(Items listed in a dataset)

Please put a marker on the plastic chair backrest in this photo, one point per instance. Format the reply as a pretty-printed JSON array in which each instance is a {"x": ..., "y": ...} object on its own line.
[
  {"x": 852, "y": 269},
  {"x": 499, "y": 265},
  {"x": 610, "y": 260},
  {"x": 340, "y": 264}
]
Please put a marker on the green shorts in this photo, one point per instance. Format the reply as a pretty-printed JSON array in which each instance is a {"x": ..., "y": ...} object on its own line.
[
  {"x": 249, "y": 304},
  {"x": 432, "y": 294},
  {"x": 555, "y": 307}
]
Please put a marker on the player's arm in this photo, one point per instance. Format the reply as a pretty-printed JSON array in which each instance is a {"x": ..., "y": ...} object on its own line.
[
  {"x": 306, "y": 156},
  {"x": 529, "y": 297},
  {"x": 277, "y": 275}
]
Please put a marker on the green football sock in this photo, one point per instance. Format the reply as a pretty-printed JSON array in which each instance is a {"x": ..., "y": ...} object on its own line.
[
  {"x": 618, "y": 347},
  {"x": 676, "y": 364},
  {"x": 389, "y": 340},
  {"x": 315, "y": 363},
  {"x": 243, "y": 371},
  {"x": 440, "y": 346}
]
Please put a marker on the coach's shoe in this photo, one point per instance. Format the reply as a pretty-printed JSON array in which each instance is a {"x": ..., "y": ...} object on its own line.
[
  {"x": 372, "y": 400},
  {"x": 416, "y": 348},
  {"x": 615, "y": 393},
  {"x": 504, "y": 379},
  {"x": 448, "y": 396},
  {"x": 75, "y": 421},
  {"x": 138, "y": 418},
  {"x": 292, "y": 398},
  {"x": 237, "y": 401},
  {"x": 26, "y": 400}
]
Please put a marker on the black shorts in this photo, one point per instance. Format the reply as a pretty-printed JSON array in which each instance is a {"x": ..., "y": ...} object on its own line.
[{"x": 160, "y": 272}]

**PROBLEM DETAILS:** The full set of entries should be transcribed exactly.

**RESPONSE:**
Please put a marker on the plastic chair backrest in this photo, one point per instance. Format the reply as a pretty-printed JSON array in which each instance is a {"x": ..., "y": ...} object on its own line.
[
  {"x": 852, "y": 269},
  {"x": 499, "y": 265},
  {"x": 610, "y": 260},
  {"x": 340, "y": 264}
]
Please put a marker on the green shorts in this photo, one point per instance. Format the reply as a pretty-printed JSON array in which each instance is a {"x": ..., "y": ...} object on its own line.
[
  {"x": 249, "y": 304},
  {"x": 432, "y": 294},
  {"x": 555, "y": 307}
]
Please put a marker on the player's arm in this photo, one point per instance. Format the reply as a pretty-printed JSON array in which each instance is a {"x": ..., "y": ...} object on its own line.
[
  {"x": 306, "y": 156},
  {"x": 529, "y": 297},
  {"x": 277, "y": 275}
]
Please put a marker on the green football sock in this photo, one point per instance. Format the reply as a pretty-printed JSON array in which each instance is a {"x": ..., "y": ...} object on its own line.
[
  {"x": 618, "y": 347},
  {"x": 676, "y": 364},
  {"x": 389, "y": 340},
  {"x": 315, "y": 363},
  {"x": 243, "y": 371},
  {"x": 440, "y": 346}
]
Please put a marker on the coach's shoe in this photo, one point per instance. Format the reply as a pretty-printed JSON array in which each instance is a {"x": ..., "y": ...} object on its own line.
[
  {"x": 372, "y": 400},
  {"x": 416, "y": 348},
  {"x": 615, "y": 393},
  {"x": 504, "y": 379},
  {"x": 448, "y": 396},
  {"x": 75, "y": 421},
  {"x": 138, "y": 418},
  {"x": 292, "y": 398},
  {"x": 237, "y": 401},
  {"x": 26, "y": 400}
]
Please put a marker on the black shorts in this photo, one point per instance. Format the reply as a pretty-printed JSON array in which each instance is a {"x": ..., "y": ...} object on its own line.
[{"x": 160, "y": 272}]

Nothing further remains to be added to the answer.